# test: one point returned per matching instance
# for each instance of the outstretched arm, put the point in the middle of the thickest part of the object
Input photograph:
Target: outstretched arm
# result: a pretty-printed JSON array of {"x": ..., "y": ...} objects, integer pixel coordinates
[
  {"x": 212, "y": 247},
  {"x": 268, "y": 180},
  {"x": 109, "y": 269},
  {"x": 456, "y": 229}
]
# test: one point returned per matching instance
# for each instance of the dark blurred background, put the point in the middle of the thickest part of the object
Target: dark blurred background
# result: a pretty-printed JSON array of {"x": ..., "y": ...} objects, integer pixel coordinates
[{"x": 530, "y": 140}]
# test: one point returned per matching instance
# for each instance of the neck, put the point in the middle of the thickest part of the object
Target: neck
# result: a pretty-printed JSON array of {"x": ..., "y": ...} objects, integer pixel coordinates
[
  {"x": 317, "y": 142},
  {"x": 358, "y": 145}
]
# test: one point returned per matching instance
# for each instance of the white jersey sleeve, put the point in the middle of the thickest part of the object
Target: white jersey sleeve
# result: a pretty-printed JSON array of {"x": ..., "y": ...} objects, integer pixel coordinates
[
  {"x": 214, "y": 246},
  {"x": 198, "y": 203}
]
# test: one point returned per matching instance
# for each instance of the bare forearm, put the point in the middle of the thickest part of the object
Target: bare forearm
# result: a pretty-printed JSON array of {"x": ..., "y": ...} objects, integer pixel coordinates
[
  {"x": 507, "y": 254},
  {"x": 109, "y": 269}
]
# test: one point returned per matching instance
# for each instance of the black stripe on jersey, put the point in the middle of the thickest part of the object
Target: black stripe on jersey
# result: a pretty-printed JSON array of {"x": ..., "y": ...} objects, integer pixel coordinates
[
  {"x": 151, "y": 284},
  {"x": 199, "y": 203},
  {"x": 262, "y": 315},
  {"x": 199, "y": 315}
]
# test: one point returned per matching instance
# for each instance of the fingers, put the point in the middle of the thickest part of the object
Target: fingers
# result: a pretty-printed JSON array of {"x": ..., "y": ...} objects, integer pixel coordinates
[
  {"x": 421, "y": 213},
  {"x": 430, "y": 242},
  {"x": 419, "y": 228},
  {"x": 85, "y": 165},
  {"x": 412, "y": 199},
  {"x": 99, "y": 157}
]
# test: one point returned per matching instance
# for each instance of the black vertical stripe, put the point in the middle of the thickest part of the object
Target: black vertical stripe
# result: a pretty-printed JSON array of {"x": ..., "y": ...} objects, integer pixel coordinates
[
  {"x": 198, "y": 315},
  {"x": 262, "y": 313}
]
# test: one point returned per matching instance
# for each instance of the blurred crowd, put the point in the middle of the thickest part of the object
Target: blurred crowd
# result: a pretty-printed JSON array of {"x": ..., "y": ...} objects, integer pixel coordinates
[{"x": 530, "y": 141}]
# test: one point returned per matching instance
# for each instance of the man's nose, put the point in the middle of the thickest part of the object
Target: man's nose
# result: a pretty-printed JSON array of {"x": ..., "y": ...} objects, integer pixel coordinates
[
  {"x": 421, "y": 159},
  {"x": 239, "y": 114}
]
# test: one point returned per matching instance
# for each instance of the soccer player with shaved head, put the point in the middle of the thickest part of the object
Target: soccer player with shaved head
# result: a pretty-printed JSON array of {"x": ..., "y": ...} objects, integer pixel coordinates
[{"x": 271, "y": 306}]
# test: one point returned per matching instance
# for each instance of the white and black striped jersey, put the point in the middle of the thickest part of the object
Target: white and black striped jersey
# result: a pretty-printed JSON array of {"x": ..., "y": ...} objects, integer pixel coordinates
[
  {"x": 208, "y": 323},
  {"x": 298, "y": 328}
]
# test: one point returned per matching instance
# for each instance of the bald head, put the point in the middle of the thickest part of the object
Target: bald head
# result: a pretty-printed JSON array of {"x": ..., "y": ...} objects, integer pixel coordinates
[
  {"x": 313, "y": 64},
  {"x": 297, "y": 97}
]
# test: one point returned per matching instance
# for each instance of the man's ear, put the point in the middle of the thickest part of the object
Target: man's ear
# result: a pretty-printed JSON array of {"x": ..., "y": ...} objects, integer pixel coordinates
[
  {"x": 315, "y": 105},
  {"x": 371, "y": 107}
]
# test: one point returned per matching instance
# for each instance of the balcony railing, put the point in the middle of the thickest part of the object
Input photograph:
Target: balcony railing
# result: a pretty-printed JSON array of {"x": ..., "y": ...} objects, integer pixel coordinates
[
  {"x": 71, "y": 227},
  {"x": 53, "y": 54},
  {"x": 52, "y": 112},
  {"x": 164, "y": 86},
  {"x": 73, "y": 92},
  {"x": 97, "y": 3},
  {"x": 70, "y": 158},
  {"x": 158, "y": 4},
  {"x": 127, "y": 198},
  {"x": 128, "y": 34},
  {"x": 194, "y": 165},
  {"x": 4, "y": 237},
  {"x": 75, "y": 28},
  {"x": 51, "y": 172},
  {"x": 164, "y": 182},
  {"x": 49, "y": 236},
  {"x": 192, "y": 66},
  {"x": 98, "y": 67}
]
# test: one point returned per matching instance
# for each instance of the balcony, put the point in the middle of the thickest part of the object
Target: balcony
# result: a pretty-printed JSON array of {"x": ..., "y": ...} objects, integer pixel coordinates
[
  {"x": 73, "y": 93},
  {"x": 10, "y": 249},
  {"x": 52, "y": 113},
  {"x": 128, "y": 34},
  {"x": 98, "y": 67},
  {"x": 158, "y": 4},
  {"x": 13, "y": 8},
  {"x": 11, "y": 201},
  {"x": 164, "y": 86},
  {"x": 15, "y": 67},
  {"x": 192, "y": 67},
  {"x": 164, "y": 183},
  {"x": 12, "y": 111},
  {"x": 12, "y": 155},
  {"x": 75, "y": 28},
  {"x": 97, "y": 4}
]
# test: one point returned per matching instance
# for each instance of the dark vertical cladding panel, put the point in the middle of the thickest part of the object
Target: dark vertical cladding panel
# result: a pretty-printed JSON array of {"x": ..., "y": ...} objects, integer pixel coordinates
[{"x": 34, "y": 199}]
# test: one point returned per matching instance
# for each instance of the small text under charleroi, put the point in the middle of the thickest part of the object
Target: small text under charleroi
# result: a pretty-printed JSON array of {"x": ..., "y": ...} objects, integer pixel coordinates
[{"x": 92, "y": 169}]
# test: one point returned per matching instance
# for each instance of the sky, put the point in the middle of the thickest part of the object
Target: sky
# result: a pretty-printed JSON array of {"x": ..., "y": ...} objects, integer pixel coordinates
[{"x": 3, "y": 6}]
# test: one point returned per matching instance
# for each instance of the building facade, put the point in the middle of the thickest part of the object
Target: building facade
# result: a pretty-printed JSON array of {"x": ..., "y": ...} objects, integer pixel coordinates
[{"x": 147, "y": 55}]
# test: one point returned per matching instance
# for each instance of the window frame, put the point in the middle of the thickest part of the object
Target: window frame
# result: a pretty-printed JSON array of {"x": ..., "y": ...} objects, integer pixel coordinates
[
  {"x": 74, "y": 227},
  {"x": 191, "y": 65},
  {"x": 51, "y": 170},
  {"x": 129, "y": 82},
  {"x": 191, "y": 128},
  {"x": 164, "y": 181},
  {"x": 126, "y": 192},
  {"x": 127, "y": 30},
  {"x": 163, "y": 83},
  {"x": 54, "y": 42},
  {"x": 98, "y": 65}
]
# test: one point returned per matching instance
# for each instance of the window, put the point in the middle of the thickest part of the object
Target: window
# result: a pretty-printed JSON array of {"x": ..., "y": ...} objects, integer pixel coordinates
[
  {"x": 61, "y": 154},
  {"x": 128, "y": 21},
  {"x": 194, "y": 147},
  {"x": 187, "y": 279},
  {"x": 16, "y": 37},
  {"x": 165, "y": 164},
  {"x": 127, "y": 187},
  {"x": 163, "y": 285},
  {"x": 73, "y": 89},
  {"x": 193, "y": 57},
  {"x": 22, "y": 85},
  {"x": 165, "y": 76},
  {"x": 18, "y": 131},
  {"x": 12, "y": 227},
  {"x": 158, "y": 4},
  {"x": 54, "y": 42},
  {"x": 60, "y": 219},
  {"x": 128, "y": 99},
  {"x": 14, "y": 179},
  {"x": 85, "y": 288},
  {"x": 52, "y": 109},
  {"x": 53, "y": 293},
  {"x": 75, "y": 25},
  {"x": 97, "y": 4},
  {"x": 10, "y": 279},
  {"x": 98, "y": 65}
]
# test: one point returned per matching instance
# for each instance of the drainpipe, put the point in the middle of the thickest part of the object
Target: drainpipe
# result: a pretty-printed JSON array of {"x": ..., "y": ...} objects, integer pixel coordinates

• [Exercise task]: Report how many lines of the listing above contain the word "blurred", giving only the number.

• [Solved exercise]: 4